> _Exercise description_:
In the entries below, spot each line with the word "item" and copy it.

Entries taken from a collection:
=== Begin Enclosure ===

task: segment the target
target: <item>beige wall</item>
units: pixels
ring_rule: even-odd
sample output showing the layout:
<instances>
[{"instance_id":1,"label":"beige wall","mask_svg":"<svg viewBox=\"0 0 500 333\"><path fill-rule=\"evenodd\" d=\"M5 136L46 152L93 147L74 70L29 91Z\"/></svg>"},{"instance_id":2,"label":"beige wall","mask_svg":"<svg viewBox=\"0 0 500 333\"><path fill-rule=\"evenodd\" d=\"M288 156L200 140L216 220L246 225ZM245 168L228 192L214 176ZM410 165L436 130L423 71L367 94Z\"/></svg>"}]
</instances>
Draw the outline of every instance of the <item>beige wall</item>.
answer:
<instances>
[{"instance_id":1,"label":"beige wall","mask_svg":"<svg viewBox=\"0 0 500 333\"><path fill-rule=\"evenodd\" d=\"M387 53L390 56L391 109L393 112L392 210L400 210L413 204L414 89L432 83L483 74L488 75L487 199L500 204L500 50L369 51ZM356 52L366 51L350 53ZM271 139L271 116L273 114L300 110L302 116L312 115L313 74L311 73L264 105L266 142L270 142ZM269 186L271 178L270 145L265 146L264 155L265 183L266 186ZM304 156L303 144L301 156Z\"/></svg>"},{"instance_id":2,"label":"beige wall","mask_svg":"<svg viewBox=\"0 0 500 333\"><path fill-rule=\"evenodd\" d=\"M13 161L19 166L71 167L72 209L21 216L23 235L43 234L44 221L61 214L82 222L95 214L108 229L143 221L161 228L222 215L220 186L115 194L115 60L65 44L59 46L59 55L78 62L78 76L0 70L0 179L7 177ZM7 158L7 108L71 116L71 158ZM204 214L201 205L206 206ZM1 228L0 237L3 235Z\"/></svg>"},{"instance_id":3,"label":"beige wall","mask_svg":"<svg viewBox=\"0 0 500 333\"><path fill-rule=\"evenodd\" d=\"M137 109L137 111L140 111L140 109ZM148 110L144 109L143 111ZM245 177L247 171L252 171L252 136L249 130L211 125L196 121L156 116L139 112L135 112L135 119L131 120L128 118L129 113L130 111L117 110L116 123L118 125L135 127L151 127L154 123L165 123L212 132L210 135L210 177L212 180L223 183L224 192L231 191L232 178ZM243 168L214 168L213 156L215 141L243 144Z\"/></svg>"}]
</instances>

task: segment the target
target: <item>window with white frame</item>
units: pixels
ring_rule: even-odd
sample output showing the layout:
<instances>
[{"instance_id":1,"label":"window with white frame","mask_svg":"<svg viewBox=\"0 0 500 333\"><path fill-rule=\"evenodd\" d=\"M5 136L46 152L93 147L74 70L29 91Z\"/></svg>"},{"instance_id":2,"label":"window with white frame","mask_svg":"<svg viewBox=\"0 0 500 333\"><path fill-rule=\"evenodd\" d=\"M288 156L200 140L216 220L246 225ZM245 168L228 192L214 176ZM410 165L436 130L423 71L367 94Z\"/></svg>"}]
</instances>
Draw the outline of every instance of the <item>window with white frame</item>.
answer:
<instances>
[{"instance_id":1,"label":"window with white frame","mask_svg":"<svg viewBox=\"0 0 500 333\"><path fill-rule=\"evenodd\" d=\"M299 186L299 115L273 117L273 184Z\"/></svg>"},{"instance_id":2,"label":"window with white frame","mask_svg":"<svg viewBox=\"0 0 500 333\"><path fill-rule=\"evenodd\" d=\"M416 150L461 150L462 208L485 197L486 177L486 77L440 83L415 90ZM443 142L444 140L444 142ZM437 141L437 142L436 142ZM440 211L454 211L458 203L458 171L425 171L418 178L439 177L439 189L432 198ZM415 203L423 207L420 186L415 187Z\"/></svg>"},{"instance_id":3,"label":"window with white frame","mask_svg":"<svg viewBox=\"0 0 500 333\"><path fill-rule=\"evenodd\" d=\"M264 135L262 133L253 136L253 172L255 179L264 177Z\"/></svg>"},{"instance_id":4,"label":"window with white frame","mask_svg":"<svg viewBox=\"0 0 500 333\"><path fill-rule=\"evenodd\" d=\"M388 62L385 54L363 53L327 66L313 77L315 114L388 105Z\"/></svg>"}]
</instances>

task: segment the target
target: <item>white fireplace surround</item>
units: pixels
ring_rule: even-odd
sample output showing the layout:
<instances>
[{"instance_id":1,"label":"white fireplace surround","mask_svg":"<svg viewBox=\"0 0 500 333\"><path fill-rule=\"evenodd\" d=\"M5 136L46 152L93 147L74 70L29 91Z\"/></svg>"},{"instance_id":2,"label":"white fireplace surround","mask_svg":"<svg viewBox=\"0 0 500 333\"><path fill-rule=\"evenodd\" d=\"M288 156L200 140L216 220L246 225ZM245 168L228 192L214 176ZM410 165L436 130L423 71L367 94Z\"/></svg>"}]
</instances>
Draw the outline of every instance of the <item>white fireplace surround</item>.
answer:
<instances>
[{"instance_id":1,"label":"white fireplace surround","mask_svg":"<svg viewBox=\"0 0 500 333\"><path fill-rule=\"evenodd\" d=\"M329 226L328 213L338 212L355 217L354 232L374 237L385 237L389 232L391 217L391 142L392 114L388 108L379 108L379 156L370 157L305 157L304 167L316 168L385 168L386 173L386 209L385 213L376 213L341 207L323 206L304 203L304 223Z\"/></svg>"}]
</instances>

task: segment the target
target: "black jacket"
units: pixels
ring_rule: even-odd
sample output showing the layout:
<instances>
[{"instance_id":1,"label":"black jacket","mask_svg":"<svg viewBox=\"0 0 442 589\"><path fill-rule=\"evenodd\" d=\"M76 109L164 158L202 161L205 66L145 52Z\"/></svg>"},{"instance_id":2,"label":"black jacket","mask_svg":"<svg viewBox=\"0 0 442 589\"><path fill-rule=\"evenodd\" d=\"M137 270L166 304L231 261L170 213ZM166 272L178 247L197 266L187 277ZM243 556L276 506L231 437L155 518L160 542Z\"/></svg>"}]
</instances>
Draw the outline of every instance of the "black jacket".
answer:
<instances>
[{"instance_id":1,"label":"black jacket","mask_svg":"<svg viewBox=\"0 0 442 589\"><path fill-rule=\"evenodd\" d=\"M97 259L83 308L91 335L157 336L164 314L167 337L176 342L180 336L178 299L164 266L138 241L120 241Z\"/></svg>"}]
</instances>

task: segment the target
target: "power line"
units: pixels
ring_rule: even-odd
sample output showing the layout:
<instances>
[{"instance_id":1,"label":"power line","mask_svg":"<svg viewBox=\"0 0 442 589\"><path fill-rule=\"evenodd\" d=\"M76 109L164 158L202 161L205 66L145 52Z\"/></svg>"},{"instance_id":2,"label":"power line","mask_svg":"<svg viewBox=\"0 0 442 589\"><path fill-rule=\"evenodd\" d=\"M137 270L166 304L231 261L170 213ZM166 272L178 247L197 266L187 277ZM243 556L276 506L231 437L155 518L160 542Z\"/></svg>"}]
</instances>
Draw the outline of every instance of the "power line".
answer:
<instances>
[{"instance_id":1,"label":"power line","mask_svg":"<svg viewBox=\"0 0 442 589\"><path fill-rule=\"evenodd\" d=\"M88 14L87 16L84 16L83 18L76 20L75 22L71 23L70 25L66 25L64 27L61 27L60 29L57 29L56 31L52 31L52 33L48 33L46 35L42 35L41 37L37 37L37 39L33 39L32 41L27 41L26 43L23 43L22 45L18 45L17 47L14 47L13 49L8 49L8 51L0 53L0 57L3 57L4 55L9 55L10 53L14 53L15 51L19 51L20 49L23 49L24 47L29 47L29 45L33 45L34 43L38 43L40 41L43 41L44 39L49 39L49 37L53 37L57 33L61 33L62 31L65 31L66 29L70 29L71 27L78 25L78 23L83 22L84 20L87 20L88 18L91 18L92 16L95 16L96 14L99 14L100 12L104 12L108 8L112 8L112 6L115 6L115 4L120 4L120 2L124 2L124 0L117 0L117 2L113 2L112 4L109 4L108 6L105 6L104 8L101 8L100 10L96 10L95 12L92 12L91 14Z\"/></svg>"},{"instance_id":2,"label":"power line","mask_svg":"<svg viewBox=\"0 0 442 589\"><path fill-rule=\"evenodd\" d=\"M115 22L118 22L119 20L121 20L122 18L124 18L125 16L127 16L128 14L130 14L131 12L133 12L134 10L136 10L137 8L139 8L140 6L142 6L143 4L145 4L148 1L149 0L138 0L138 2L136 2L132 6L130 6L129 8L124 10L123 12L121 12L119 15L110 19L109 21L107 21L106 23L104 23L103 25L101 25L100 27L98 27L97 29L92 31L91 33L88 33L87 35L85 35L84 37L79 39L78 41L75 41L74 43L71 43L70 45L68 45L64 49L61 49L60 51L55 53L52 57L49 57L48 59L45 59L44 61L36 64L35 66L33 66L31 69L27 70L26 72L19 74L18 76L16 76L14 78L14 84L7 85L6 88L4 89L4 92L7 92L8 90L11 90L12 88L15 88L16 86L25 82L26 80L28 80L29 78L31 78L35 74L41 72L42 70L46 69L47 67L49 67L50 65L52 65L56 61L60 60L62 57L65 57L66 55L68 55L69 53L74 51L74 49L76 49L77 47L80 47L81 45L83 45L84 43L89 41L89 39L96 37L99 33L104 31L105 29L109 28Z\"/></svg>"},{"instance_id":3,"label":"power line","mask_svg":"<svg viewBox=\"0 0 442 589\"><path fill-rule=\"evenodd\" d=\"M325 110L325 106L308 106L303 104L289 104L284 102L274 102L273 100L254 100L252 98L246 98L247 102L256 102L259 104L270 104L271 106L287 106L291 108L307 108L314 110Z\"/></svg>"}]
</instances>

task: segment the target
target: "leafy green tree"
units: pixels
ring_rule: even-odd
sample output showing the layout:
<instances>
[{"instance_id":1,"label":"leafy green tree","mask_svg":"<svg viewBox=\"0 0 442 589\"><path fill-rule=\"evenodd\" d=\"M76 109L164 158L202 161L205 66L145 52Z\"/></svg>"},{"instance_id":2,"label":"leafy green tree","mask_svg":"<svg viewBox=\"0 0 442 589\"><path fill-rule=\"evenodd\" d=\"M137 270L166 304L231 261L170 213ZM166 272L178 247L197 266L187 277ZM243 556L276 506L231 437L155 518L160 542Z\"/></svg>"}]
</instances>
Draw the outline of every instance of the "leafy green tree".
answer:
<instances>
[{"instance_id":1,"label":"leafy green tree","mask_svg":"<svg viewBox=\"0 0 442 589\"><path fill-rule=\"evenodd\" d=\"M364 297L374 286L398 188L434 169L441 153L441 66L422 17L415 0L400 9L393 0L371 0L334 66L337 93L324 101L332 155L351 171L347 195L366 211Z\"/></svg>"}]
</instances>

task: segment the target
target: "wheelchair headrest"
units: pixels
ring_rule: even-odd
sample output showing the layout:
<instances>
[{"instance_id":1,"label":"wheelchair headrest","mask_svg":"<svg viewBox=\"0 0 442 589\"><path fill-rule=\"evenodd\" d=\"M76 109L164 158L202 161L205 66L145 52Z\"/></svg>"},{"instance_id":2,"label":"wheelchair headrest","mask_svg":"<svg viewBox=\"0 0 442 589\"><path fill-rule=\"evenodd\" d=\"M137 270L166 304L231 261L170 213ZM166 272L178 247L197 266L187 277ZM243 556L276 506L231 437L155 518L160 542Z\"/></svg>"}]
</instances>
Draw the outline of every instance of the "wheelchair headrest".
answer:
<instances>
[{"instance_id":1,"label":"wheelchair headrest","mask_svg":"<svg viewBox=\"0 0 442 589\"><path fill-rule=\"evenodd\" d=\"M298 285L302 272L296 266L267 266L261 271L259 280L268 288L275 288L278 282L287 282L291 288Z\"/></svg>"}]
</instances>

=== End Enclosure ===

> _Answer to this problem_:
target: <item>beige wall</item>
Draw the outline of every instance of the <item>beige wall</item>.
target: <item>window with white frame</item>
Draw the outline of every instance of the <item>window with white frame</item>.
target: <item>white fireplace surround</item>
Draw the outline of every instance of the <item>white fireplace surround</item>.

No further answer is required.